DIRECTIONS FOR THIS TASK: Could you rewrite every line of the material below as a JSON list of strings, one string per line, with blank lines skipped and the pictures left out?

* START DATA PROVIDED *

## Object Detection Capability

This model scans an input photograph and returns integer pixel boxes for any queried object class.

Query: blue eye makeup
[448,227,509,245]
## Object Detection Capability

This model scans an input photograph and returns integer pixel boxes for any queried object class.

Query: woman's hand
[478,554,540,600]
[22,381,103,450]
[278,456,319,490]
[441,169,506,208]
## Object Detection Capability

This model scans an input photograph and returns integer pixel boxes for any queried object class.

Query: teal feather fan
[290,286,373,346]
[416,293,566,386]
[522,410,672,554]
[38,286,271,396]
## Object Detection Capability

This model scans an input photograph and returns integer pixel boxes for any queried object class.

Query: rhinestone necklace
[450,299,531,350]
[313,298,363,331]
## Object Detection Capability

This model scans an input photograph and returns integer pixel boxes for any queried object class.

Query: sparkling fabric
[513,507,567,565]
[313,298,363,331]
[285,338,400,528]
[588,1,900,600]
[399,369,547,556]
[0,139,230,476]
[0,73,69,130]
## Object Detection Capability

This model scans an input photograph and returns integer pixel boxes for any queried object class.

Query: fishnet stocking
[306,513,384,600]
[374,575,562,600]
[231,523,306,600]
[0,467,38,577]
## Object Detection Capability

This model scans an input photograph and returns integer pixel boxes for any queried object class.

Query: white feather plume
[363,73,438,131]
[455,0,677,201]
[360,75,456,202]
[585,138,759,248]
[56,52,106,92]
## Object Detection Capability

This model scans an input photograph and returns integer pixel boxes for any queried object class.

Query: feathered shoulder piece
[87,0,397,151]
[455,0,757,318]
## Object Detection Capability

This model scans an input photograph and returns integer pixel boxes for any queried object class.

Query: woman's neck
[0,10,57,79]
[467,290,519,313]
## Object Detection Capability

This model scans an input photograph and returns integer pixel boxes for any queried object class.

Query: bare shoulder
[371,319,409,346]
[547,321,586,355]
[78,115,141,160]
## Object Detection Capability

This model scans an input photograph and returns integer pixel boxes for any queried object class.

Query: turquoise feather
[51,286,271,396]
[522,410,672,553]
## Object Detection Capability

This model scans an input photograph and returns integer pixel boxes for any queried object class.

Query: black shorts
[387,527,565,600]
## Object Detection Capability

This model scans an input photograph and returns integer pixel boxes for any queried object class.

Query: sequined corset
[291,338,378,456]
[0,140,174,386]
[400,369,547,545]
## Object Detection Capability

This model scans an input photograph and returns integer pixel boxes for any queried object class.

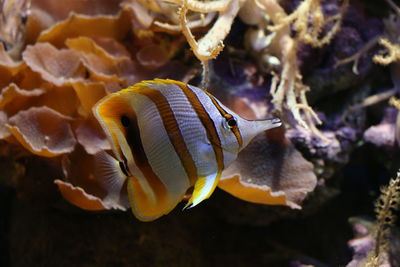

* END DATA PROVIDED *

WRITTEN RESPONSE:
[
  "## Object Detection Capability",
  "This model scans an input photograph and returns integer pixel boxes for any queried object class.",
  "Query: blue eye makeup",
  "[448,227,509,245]",
  "## Object Detection Capability",
  "This model scans an input photograph and returns integer pixel boxes for any queried object class.",
  "Query: woman's hand",
  "[478,554,540,600]",
  "[22,381,103,450]",
  "[278,456,319,490]",
  "[441,169,506,208]",
  "## Object Detection Capability",
  "This model scans an input photograph and returns integer pixel boxes for any queried object class.",
  "Query: teal feather fan",
  "[290,286,373,346]",
  "[416,293,566,386]",
  "[522,410,672,554]",
  "[38,286,271,396]",
  "## Object Detection Capability",
  "This model scans an input photograph and returns integer pixel boxes for any queried object class.",
  "Query: rhinestone necklace",
  "[450,299,531,350]",
  "[313,298,363,331]",
  "## Object Detection Capability",
  "This model scans an input photograph and returns integer pixel boxes for any queried object class.",
  "Query: sparkling fabric",
  "[513,507,567,565]",
  "[313,298,363,331]",
  "[285,338,400,528]",
  "[588,1,900,600]",
  "[399,369,547,556]",
  "[0,139,230,476]",
  "[0,73,69,130]",
  "## Object Detection Capability",
  "This model scans an input photograph and returns integer pixel boxes for any queried object class.",
  "Query: fishnet stocking",
  "[306,513,384,600]",
  "[374,575,562,600]",
  "[231,523,306,600]",
  "[0,467,38,577]",
  "## Object Detection Capability",
  "This model scans an input photograph and returns integer pixel boxes for any queried object class.",
  "Query: white feather plume",
  "[363,73,438,131]",
  "[455,0,677,201]",
  "[360,75,456,202]",
  "[585,138,759,248]",
  "[56,52,106,92]",
  "## Object Detection Capability",
  "This model scans an input photograph and returns integer pixel boxes for any queried object class.",
  "Query: feathered shoulder piece",
  "[87,0,397,151]",
  "[455,0,757,318]",
  "## Object Detection Capability",
  "This model scans an input photograph and returns integer pixel boxes for any queried object class.",
  "Query: woman's neck",
  "[0,10,57,79]",
  "[467,290,519,313]",
  "## Object Detection Capability",
  "This model scans an input photograph and returns integer pixel boxes for any queried object class.",
  "Query: bare shoulder",
  "[371,319,409,346]",
  "[547,321,586,355]",
  "[78,115,141,160]",
  "## Object Detection Capability",
  "This model scans an input photograph and returns integer pixel boxes for any queried object class.",
  "Query: turquoise feather",
  "[51,286,271,396]",
  "[522,410,672,553]",
  "## Object Detection Capability",
  "This model scans an input photograph and returns integer pixel boxes for any queried object class.",
  "Query: black shorts",
  "[387,527,565,600]",
  "## Object Detection Capability",
  "This model scans an input photograph and returns integer pixel boxes for any queried object class.",
  "Query: sequined corset",
  "[291,338,378,456]",
  "[0,140,174,386]",
  "[400,369,547,545]",
  "## Object Detection Capability",
  "This model scans an input photograph and returns integer pixel boxes for any queried object class."
]